## The exercise
Render as a numbered list the lines from the one containing "Check that every instance of the sunlit" through the end of the entries, both ends included, leaving out blank lines and pictures.

## Input rows
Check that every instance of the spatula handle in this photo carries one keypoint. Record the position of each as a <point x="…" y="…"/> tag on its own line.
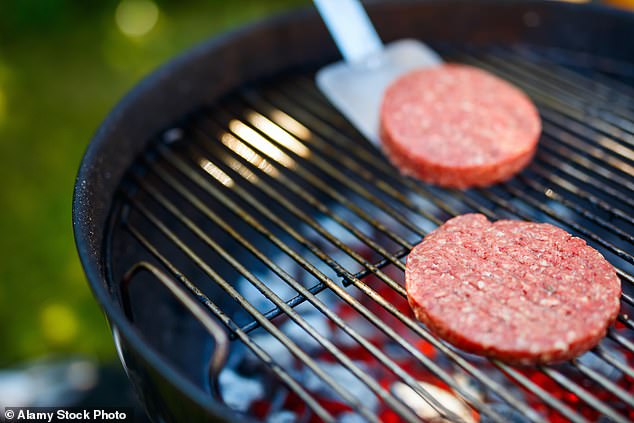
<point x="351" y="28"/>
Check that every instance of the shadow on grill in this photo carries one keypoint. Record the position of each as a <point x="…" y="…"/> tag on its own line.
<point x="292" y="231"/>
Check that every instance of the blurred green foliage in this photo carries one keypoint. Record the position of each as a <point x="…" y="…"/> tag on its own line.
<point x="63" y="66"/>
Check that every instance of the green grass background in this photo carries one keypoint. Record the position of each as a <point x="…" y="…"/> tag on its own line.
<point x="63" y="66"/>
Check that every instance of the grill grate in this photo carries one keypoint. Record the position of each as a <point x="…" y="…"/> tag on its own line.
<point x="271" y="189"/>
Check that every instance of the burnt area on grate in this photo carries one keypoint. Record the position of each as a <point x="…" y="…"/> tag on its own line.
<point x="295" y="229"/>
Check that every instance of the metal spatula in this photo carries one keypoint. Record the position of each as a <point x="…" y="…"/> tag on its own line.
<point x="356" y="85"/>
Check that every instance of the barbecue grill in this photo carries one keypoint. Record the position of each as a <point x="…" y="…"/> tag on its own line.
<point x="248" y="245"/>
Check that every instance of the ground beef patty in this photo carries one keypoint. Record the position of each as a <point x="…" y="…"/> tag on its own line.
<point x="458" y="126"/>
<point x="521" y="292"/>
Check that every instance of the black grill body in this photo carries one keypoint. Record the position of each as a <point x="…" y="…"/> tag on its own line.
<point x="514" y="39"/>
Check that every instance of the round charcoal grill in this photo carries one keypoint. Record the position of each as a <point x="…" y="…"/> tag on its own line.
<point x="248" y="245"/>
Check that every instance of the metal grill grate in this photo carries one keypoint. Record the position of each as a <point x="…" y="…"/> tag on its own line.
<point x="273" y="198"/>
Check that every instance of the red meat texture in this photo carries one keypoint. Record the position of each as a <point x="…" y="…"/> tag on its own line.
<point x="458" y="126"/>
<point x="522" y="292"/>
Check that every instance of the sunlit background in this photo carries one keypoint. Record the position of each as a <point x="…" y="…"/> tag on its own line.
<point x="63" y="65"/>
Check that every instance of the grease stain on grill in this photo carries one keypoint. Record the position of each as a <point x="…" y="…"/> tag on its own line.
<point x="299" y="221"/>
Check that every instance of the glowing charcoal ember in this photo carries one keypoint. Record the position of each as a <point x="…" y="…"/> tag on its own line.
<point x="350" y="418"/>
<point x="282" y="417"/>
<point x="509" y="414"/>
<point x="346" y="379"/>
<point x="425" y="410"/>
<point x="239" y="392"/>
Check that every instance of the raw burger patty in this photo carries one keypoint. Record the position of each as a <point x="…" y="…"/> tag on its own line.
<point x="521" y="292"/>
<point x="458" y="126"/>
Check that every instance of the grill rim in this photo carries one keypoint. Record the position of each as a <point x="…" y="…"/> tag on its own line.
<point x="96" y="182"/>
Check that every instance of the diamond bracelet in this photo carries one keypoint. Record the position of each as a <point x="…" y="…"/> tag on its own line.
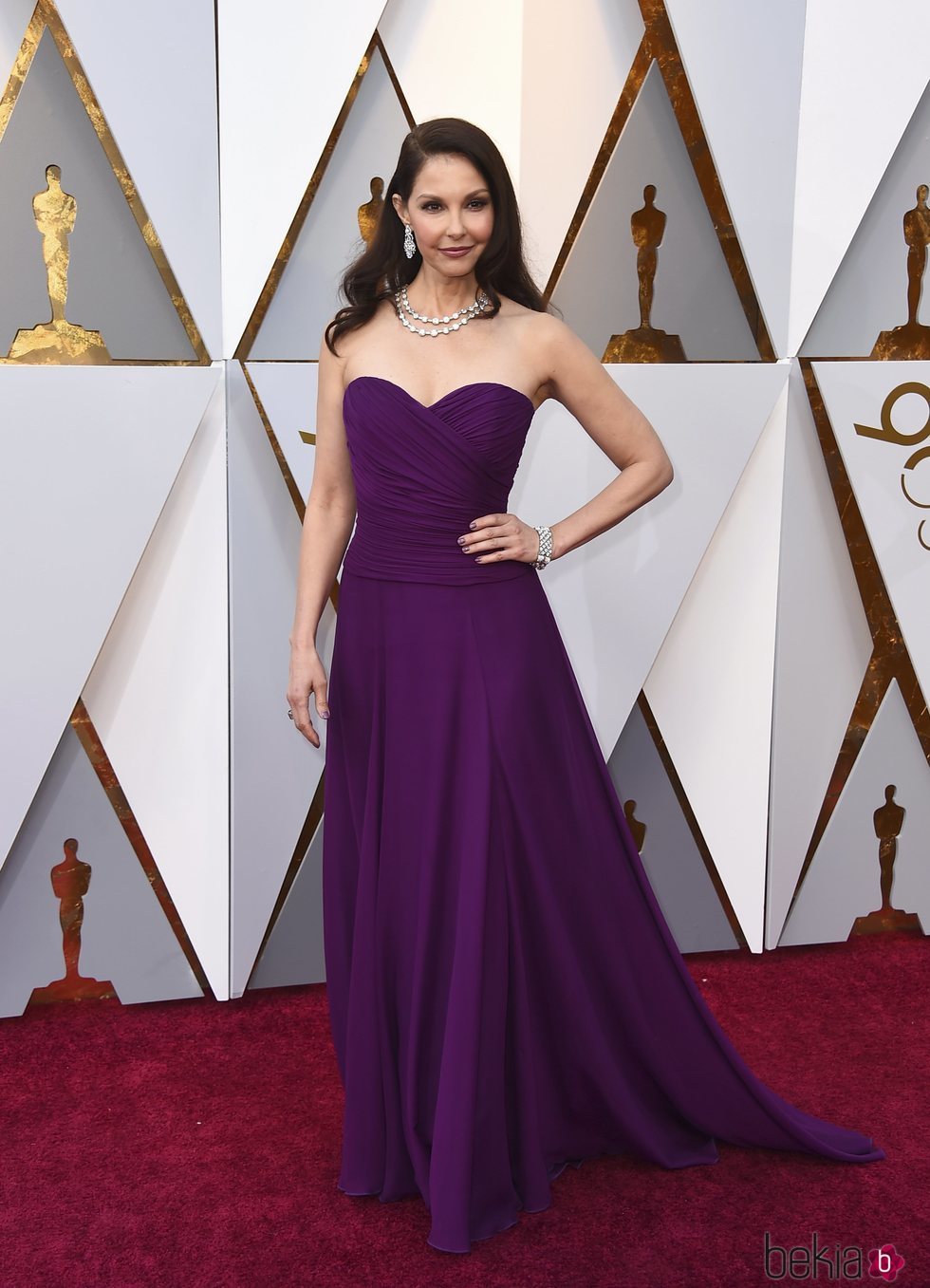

## Answer to this exercise
1. Check that every instance of the sunlit background in this photo carries one keypoint. Record the position of each as a <point x="…" y="…"/> tag on its own line.
2. <point x="63" y="65"/>
3. Check that every instance of the grease stain on grill in this photo carries one keypoint. Record the position of each as a <point x="…" y="…"/> tag on its own line.
4. <point x="299" y="221"/>
5. Check that every instance of the glowing charcoal ember in this photo carries one keypoint. Record the position of each as a <point x="…" y="…"/> tag on its own line.
6. <point x="350" y="418"/>
7. <point x="282" y="417"/>
8. <point x="509" y="414"/>
9. <point x="346" y="379"/>
10. <point x="425" y="410"/>
11. <point x="239" y="392"/>
12. Check that every instance of the raw burger patty in this photo carries one keypoint. Record the position of each as a <point x="…" y="…"/> tag on its own line.
13. <point x="521" y="292"/>
14. <point x="458" y="126"/>
15. Check that every instance of the grill rim in this photo carries one keypoint. Record the position of each as a <point x="…" y="…"/> tag on its own line.
16. <point x="96" y="182"/>
17. Check that every instance of the diamond bracelet in this photo carries one keypoint. Record the position of each as a <point x="…" y="…"/> tag on its own line.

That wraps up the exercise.